## Ejercicio propuesto
Prolonga el fragmento de crítica teatral sobre la obra Alexandria a partir de su última oración.

## Fragmento
************
En este sentido, resulta difícil imaginar la reflexión de ambas dramaturgas sin la puesta en escena urdida por Juan Pablo Mendiola, en la que un conjunto de cubos y pantallas invaden el escenario para simular la interfaz de las vidas de sus protagonistas; tan pronto una pantalla digital, tan pronto una pecera-celda en la que los diálogos y monólogos quedan aislados en las modestas dimensiones del lugar. Fomentando esa sensación de presión, de prisión, de espacio cerrado del que sus protagonistas no saben cómo escapar. No en vano, como sucedía en Dystopia o Harket [protocolo], la historia de Alexandria también coquetea con los registros del género; en especial, a través de la historia del homicidio involuntario de un niño en mitad de una manifestación ciudadana, en la que dos de los personajes están directamente involucrados; o en ese aire de thriller paranoico que convierte a una mujer que retrata el tedio de los no-lugares que son los aeropuertos internacionales en el escenario para planificar un atentado terrorista.
Tanto Aguilar y Sáez como Mendiola tienen muy claro que drama y acción, personajes y entornos virtuales, tienen como objetivo mostrarnos la fragilidad con la que identificamos a nuestra contemporaneidad. Ese sentimiento de que todo está de paso, fracturado entre opiniones cada vez menos matizadas y sí más beligerantes, escrutado hasta el mínimo detalle por el fantasma de la corrección moral y azotado por ese vacío vital que convierte a los protagonistas en prisioneros de sus ordenadores personales. En criaturas que observan, que notan, cómo los vínculos emocionales que marcaron sus primeros años en la vida se descomponen tras las obligaciones que dictan las nuevas sociedades actuales. Con la app como reclamo para implementar una experiencia de vida que, en definitiva, no puede colmar en sus imperfecciones a la vida misma. De ahí esa rara melancolía con la que sus autoras interpretan el momento actual: con la presión de un entorno hostil acechando a cada instante, pero también con la promesa de que aún hay margen para recuperar los ideales que albergaron el nacimiento de la vida en red, más allá de su eventual corrupción.
************
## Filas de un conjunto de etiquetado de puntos

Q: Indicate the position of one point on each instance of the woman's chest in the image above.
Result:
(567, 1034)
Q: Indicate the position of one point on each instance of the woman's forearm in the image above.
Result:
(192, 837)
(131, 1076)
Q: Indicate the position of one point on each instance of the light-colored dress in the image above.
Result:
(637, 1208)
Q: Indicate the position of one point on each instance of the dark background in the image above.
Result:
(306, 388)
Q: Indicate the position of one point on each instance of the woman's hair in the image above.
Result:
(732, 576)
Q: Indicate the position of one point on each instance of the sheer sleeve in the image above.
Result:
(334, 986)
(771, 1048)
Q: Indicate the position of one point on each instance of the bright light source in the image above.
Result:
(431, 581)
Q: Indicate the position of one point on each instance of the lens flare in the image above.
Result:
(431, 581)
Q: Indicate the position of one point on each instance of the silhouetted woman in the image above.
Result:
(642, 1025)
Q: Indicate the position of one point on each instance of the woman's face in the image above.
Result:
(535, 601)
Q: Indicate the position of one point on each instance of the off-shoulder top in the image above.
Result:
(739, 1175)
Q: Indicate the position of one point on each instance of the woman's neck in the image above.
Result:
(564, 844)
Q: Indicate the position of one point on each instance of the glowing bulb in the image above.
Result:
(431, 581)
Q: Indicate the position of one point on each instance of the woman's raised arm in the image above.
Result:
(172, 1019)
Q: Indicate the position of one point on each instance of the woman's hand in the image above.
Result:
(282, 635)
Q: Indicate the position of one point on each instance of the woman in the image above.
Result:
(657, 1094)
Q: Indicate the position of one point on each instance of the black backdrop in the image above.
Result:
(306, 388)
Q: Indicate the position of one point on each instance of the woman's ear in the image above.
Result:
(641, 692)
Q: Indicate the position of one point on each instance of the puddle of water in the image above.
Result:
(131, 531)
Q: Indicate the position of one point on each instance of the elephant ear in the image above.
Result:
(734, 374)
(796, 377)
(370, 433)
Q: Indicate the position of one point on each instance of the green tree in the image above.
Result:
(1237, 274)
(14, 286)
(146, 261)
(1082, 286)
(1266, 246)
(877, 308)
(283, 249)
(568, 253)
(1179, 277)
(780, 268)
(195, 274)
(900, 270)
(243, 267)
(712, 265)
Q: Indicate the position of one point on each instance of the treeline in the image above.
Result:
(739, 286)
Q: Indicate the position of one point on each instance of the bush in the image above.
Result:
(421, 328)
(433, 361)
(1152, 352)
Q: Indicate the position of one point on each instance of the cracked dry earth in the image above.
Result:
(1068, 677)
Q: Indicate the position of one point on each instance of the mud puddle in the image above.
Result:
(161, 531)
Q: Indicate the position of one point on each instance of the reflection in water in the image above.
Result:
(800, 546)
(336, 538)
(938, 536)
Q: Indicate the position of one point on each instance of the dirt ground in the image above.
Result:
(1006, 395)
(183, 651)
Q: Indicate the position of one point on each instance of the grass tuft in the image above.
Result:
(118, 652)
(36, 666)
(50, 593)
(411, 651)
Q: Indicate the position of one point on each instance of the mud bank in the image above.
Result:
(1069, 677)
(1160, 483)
************
## Resultado
Cuando hablamos de nuevos lenguajes escénicos, nos referimos al (buen) uso que la tecnología aporta a la dramaturgia teatral. En el caso de Alexandria, creo que fondo y forma, acción y reflexión, necesitaban de ese ambiente digital creado por Mendiola y su equipo. Para resaltar, si cabe, el choque y las artistas que el elemento humano describe en sus numerosos contactos con la inteligencia artificial. Como sucedía en La tristeza de los ogros, de Fabrice Murgia, el recurso de la pecera y la grabación y proyección en tiempo real proporcionan un extrañamiento, una artificialidad, que recalcan la sensación impersonal de unos personajes marcados por su convivencia digital. A los que hábilmente se les da la vuelta al calcetín para enseñarnos sus costuras, sus heridas e imperfecciones. En resumen, esa vulnerabilidad que nos invita a escucharlos. A sentirlos más cercanos, más propios. Reales. Y es que, en cierto modo, Alexandria juega con su premisa argumental para tratar de mostrarnos esa pizca de realidad, casi un residuo marginal, en el más artificial de los ambientes. Quizá como prueba de que, pese a todo, lo humano sigue ahí presente. Como esa raíz desde la que hacer brotar un nuevo lugar para el conocimiento.